> [WHAT TO PRODUCE] From the records, pick out and copy each line containing "dark".

> [TASK DATA]
+-------+

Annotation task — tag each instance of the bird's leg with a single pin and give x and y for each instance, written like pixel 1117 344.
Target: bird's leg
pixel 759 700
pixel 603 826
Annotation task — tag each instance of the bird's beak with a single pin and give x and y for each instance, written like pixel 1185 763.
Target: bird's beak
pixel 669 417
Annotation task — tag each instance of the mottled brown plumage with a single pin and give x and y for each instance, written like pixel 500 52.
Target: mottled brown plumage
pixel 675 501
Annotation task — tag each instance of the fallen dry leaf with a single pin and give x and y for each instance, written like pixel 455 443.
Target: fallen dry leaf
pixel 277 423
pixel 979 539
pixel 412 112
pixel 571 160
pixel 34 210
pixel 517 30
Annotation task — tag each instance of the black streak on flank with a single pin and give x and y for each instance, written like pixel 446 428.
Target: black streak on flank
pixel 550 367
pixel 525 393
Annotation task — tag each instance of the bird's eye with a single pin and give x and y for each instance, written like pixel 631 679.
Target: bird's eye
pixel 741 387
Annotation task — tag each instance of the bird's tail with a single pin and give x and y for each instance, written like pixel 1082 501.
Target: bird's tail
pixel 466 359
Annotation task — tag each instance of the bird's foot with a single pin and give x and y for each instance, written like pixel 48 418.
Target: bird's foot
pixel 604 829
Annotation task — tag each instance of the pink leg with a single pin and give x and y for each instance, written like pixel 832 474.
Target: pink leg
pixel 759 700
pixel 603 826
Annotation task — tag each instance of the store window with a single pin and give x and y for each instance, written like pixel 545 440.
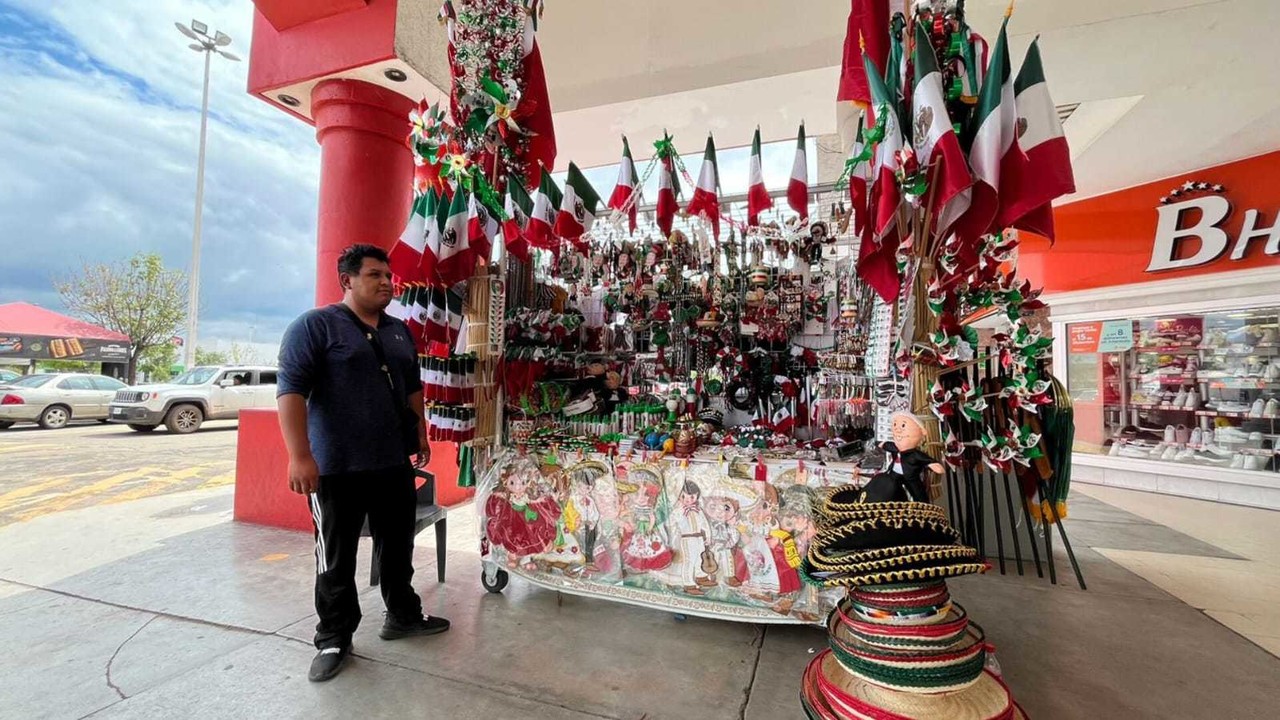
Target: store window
pixel 1193 390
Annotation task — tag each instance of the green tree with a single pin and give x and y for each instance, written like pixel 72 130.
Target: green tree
pixel 138 297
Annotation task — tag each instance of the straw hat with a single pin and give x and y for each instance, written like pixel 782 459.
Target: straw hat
pixel 849 696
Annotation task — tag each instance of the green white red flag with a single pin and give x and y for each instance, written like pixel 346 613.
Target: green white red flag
pixel 626 186
pixel 758 199
pixel 937 149
pixel 996 121
pixel 542 220
pixel 705 200
pixel 517 208
pixel 798 188
pixel 1043 171
pixel 579 206
pixel 456 256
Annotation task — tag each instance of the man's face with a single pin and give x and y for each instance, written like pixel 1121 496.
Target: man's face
pixel 371 287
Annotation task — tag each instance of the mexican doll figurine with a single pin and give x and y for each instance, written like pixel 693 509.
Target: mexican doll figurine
pixel 517 522
pixel 695 564
pixel 644 547
pixel 903 478
pixel 727 540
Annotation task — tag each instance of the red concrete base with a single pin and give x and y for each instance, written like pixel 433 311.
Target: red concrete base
pixel 263 493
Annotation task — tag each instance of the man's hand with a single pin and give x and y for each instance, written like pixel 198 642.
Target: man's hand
pixel 304 475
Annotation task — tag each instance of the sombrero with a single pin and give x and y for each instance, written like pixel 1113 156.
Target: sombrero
pixel 942 634
pixel 912 669
pixel 851 697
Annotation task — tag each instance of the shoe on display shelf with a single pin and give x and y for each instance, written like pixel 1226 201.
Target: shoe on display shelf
pixel 1182 434
pixel 1271 409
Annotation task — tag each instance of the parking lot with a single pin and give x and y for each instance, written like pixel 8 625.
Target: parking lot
pixel 44 472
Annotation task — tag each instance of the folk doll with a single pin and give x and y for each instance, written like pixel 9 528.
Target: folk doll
pixel 695 566
pixel 521 519
pixel 903 478
pixel 727 540
pixel 644 546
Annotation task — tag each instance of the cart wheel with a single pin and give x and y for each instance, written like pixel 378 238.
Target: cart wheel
pixel 497 583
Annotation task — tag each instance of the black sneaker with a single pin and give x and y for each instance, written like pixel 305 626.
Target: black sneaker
pixel 396 629
pixel 328 662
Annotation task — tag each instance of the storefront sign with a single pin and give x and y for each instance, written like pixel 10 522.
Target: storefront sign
pixel 1198 223
pixel 1116 336
pixel 40 347
pixel 1084 337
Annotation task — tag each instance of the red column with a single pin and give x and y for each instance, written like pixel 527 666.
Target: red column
pixel 366 172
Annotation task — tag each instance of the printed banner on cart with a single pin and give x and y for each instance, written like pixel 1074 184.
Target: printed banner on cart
pixel 42 347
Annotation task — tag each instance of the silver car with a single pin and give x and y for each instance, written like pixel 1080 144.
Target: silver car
pixel 55 399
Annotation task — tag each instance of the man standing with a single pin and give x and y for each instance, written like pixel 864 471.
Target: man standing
pixel 351 413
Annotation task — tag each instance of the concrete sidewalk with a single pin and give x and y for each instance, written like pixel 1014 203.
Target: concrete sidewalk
pixel 165 607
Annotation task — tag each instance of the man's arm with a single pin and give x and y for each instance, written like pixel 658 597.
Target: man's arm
pixel 296 378
pixel 304 472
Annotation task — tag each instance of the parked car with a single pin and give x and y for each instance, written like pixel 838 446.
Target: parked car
pixel 201 393
pixel 56 399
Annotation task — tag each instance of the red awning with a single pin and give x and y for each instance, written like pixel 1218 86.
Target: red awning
pixel 23 318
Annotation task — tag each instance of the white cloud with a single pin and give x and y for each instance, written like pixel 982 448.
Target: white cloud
pixel 99 122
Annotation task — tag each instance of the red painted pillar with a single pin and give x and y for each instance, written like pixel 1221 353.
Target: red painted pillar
pixel 366 172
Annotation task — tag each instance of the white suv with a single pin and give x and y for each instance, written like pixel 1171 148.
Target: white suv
pixel 199 395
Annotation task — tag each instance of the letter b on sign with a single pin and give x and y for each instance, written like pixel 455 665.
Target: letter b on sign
pixel 1212 240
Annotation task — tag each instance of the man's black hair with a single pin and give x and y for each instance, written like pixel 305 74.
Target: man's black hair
pixel 352 259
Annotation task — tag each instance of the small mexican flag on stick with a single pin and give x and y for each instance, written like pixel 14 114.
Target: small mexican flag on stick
pixel 579 206
pixel 542 222
pixel 626 186
pixel 798 190
pixel 758 199
pixel 517 206
pixel 705 200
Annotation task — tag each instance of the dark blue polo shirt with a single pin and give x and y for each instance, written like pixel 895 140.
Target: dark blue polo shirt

+-------+

> [TASK OUTPUT]
Annotation task — tag each instance of the dark blue polo shirt with a single pin and give x and y for each instance, written like pixel 895 140.
Target: dark blue polo shirt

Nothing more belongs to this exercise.